Could you copy every line from the first one through the line containing "xmin=183 ymin=278 xmax=330 ymax=467", shifting each answer coordinate up by 41 and leaving all other numbers as they stand?

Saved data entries
.....

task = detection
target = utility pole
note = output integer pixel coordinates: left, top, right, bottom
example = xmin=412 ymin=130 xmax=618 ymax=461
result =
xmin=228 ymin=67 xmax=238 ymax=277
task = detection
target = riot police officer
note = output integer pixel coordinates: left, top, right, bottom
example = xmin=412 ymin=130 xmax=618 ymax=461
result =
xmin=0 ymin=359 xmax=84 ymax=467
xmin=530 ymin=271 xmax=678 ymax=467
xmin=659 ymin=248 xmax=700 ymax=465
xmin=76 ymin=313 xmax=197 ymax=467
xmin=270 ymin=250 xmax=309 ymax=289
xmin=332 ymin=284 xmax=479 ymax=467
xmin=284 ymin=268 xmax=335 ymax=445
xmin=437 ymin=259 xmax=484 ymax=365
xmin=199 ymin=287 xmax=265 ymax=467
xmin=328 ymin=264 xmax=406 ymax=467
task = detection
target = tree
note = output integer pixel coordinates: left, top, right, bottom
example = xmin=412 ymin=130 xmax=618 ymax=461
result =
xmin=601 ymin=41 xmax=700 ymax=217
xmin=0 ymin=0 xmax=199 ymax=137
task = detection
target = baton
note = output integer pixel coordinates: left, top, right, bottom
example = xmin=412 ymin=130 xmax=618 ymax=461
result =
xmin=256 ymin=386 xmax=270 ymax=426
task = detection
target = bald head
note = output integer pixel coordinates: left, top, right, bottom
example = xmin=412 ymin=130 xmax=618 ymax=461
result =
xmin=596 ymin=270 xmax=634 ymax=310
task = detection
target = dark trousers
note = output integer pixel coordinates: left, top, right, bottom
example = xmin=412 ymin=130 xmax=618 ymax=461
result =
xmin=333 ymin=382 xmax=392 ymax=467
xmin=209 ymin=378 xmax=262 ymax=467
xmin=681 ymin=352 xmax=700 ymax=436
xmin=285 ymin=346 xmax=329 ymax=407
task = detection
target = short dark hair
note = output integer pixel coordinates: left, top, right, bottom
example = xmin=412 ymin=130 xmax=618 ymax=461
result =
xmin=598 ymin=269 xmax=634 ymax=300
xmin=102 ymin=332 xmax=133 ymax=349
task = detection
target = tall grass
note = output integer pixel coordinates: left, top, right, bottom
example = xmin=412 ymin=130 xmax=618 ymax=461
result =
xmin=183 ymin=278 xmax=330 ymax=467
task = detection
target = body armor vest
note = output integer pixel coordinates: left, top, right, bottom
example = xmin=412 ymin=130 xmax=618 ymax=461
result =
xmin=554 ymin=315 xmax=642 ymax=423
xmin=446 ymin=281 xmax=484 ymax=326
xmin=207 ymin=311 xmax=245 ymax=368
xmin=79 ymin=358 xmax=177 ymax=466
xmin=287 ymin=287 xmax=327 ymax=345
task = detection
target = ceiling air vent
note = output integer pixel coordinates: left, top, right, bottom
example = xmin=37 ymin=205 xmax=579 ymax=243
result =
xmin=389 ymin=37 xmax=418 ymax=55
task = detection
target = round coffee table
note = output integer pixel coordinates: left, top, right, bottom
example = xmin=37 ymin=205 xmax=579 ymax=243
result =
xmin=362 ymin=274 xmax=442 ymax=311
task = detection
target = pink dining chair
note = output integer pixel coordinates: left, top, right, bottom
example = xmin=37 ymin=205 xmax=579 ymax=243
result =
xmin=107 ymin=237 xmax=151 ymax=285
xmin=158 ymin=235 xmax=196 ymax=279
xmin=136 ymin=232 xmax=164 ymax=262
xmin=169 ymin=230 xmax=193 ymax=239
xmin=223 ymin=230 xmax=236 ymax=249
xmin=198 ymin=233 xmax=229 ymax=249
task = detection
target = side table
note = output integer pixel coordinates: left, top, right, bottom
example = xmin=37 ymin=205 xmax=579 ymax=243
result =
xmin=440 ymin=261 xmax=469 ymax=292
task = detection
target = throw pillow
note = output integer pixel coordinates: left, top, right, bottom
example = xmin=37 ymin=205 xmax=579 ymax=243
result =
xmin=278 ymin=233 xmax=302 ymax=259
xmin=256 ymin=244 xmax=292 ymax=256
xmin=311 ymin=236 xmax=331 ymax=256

.....

• The response
task = detection
target = utility pole
note = output integer pixel coordinates: left, top, right, bottom
example = xmin=412 ymin=130 xmax=618 ymax=461
result =
xmin=269 ymin=108 xmax=279 ymax=318
task = detection
target = riot police officer
note = output integer pixel coordinates: left, top, right, bottom
example = xmin=412 ymin=130 xmax=618 ymax=461
result =
xmin=41 ymin=400 xmax=125 ymax=508
xmin=571 ymin=312 xmax=719 ymax=508
xmin=700 ymin=289 xmax=741 ymax=506
xmin=117 ymin=354 xmax=238 ymax=508
xmin=311 ymin=291 xmax=350 ymax=330
xmin=373 ymin=325 xmax=520 ymax=508
xmin=325 ymin=309 xmax=376 ymax=486
xmin=478 ymin=300 xmax=525 ymax=406
xmin=240 ymin=328 xmax=306 ymax=508
xmin=369 ymin=305 xmax=447 ymax=508
task = detection
target = tree
note = output integer pixel coordinates: left, top, right, bottom
example = xmin=412 ymin=130 xmax=618 ymax=461
result =
xmin=642 ymin=82 xmax=741 ymax=258
xmin=41 ymin=41 xmax=240 ymax=178
task = detection
target = baton
note = output integer pixel coordinates: left, top, right, bottom
example = xmin=412 ymin=130 xmax=618 ymax=461
result =
xmin=297 ymin=427 xmax=311 ymax=467
task = detection
target = bald head
note = output integer pixel coordinates: left, top, right, bottom
example = xmin=412 ymin=130 xmax=618 ymax=461
result =
xmin=637 ymin=311 xmax=675 ymax=351
task = detection
target = dark trousers
note = output integer pixel coordinates: left, top, right, bottom
example = xmin=412 ymin=130 xmax=618 ymax=461
result =
xmin=374 ymin=423 xmax=433 ymax=508
xmin=250 ymin=419 xmax=303 ymax=508
xmin=722 ymin=393 xmax=741 ymax=477
xmin=326 ymin=387 xmax=370 ymax=448
task = detection
target = short dark hair
note = output integer pixel coordinates: left, top, right, bottom
example = xmin=412 ymin=130 xmax=618 ymax=461
result =
xmin=639 ymin=310 xmax=675 ymax=341
xmin=143 ymin=373 xmax=174 ymax=390
task = detection
target = tall grass
note = output integer pixel coordinates: left, top, right, bottom
example = xmin=412 ymin=130 xmax=618 ymax=461
result =
xmin=224 ymin=319 xmax=371 ymax=508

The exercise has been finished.